## WHAT IS ASKED
Take the line containing "of the fireplace?" and every line after it in the data below, and print them exactly as given, with nothing else.

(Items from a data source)
- - - - - - -

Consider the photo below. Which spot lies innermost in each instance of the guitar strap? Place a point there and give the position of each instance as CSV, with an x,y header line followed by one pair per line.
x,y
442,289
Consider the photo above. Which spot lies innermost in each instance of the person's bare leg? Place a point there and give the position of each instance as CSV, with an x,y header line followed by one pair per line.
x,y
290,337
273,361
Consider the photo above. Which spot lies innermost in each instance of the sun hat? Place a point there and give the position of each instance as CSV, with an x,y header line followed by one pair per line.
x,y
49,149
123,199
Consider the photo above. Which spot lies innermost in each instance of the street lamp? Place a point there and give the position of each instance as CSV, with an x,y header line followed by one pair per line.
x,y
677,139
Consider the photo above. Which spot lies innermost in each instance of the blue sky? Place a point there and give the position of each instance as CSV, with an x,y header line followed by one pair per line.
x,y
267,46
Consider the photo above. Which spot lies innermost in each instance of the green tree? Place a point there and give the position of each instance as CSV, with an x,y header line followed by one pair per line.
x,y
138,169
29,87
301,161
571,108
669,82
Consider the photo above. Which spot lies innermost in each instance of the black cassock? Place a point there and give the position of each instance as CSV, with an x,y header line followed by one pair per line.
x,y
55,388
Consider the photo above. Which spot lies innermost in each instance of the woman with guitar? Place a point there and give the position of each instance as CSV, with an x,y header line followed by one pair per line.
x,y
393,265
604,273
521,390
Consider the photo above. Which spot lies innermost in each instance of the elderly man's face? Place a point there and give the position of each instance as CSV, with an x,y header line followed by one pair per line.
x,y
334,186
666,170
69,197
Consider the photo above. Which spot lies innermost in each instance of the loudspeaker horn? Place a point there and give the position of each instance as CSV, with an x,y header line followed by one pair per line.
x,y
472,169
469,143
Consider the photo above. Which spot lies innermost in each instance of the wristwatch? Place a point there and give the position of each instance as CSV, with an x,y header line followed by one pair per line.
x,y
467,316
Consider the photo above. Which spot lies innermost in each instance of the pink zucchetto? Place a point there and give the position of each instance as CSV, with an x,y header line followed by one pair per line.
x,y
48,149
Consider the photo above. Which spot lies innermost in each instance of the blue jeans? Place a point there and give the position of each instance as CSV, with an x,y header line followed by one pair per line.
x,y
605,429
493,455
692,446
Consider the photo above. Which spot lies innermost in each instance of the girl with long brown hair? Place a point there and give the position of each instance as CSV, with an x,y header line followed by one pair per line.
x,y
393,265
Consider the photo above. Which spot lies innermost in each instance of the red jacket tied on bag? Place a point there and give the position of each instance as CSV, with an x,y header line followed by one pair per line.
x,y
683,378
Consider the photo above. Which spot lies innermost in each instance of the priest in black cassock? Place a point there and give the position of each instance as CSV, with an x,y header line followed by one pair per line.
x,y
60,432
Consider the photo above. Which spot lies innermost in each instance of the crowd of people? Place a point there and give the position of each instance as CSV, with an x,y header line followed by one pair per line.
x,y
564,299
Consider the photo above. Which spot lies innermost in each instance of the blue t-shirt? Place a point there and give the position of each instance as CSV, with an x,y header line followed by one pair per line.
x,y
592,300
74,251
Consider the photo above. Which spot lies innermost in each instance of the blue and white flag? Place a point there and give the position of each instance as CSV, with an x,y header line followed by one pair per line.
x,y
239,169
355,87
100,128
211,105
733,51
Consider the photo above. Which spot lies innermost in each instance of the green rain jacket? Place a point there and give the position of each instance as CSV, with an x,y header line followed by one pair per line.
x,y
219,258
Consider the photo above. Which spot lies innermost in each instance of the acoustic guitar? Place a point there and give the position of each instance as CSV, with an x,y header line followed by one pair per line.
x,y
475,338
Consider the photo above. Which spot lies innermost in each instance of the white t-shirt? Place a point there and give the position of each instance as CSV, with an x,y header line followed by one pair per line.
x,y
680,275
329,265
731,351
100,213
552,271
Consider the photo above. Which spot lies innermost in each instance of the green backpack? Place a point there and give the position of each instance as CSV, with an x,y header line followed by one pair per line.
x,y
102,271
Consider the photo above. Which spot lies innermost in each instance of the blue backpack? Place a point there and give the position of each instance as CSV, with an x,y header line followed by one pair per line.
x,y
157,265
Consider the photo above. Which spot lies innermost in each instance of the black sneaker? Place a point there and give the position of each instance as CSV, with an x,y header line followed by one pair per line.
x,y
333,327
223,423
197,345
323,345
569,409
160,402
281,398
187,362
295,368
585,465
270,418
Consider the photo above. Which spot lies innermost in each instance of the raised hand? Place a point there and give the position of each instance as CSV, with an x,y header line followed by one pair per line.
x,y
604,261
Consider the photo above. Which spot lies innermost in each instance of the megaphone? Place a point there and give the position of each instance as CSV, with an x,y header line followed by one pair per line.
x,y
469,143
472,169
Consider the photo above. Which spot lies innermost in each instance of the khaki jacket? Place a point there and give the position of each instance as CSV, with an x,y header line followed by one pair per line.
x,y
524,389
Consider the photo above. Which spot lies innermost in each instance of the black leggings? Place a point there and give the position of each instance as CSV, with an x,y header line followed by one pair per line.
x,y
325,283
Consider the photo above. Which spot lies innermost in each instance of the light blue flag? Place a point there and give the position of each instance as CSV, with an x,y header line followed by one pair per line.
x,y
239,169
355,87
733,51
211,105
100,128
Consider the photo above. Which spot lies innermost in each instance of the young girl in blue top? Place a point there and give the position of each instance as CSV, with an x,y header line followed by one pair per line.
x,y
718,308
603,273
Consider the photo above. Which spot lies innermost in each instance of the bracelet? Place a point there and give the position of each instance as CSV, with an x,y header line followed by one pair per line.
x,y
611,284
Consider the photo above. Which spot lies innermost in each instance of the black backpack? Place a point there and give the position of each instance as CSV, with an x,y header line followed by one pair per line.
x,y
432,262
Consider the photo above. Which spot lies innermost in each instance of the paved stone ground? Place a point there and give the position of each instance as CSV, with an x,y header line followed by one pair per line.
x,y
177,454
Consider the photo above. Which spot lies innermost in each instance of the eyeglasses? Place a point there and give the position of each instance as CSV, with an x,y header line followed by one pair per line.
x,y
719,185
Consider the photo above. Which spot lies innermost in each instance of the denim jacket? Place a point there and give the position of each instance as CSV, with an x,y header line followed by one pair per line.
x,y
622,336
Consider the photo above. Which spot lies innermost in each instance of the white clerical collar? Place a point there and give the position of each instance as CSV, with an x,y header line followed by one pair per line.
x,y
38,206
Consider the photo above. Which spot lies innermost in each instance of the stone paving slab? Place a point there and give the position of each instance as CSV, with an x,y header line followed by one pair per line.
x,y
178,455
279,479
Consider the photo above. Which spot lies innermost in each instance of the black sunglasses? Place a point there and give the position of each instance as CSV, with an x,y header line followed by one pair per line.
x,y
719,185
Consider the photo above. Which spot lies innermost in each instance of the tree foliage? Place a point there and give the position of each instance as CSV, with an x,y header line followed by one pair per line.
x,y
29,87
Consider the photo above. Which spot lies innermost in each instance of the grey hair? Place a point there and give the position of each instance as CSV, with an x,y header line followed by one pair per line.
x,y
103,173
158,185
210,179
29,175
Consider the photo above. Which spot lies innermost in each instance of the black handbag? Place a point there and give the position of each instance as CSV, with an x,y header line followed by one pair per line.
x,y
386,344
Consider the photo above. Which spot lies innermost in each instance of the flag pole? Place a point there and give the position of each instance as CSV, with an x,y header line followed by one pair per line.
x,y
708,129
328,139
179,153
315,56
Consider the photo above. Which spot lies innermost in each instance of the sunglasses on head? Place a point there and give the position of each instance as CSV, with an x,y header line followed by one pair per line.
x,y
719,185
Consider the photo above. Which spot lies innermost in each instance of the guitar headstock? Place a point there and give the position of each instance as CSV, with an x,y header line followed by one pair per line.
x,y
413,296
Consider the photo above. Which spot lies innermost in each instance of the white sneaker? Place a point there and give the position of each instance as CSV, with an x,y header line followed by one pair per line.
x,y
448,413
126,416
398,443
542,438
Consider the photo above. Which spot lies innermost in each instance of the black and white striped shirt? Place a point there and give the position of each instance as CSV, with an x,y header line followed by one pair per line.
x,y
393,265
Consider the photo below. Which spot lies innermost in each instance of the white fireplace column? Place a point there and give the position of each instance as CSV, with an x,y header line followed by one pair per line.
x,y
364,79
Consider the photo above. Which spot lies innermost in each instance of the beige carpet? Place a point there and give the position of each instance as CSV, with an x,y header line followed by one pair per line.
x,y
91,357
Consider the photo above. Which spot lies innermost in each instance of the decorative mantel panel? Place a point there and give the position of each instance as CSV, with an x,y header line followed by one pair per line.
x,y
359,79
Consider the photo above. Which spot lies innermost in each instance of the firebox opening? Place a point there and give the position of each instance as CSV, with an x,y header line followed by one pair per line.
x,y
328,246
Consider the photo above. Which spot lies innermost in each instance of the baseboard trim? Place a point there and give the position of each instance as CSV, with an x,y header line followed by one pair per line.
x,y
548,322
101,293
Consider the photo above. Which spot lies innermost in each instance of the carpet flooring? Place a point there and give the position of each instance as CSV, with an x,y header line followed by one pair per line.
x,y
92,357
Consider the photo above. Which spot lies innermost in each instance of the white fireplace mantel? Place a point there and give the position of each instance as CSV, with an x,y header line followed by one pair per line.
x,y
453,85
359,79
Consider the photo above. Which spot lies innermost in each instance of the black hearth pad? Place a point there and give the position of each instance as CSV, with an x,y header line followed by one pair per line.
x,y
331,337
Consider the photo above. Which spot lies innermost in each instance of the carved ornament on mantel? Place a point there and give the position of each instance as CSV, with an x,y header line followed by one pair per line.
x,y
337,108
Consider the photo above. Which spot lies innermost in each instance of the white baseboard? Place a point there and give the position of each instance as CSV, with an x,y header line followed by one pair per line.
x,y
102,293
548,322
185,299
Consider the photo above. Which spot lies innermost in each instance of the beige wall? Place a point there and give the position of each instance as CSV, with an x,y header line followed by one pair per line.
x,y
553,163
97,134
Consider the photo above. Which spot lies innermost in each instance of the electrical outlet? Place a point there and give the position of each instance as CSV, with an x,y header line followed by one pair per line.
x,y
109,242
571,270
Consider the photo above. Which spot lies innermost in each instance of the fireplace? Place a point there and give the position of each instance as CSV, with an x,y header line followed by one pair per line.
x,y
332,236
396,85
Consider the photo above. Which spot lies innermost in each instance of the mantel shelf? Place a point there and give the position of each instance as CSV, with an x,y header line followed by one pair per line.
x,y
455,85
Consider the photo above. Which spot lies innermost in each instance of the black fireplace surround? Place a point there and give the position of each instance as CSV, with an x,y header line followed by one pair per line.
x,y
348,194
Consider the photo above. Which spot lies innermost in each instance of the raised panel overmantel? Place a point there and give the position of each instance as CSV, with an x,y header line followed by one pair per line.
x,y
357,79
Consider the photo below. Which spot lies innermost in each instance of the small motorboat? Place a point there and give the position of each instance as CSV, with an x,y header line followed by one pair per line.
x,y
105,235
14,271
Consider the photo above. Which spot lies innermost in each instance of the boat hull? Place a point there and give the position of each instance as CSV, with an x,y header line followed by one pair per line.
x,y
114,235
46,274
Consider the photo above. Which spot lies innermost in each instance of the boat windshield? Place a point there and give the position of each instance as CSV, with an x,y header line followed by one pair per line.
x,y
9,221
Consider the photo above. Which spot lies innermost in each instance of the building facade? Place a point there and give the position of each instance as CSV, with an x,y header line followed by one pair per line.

- - - - - - -

## ANSWER IN FULL
Consider the photo above. Which spot lies innermost in each instance of the fireplace? Place a point there and give the position of each instance as CSV, with an x,y header line followed by one pair per line.
x,y
332,236
396,85
Consider the photo above. Which spot lies innermost in each instance of the mantel shelf? Place a point there and give the position of each instance as CSV, with an x,y header line followed by one pair per line.
x,y
455,85
Consider the photo above. Which spot lies innermost in each instance of the black fireplace surround? Place a point there and give the position of each instance as CSV, with an x,y header line followed by one pair per line.
x,y
348,194
Consider the photo above. Which spot lies innermost in each instance of the raised panel overmantel? Place a point there and give the position of each instance as CSV, with an x,y header line followed by one pair per line.
x,y
357,79
Consider the photo below. Which spot lies innermost in each instance of the small motorboat? Place a point there and give the position of each instance as CSV, with an x,y header line followed by one pair per line.
x,y
105,235
14,271
Consider the photo above. Which spot lies innermost in each instance of the boat hull? Place a point there and give the position of each instance as CSV, with an x,y header line followed by one pair per line.
x,y
114,235
46,274
Consider the photo above. Which spot lies innermost in each instance of the boat windshield? Place a point there and give the position of each instance as CSV, with an x,y header line followed by one pair per line.
x,y
9,221
Consider the photo above. Which spot lies innermost in each instance of the building facade? Place a point there and give the position of each instance as CSV, with an x,y header line followed by one pair per line.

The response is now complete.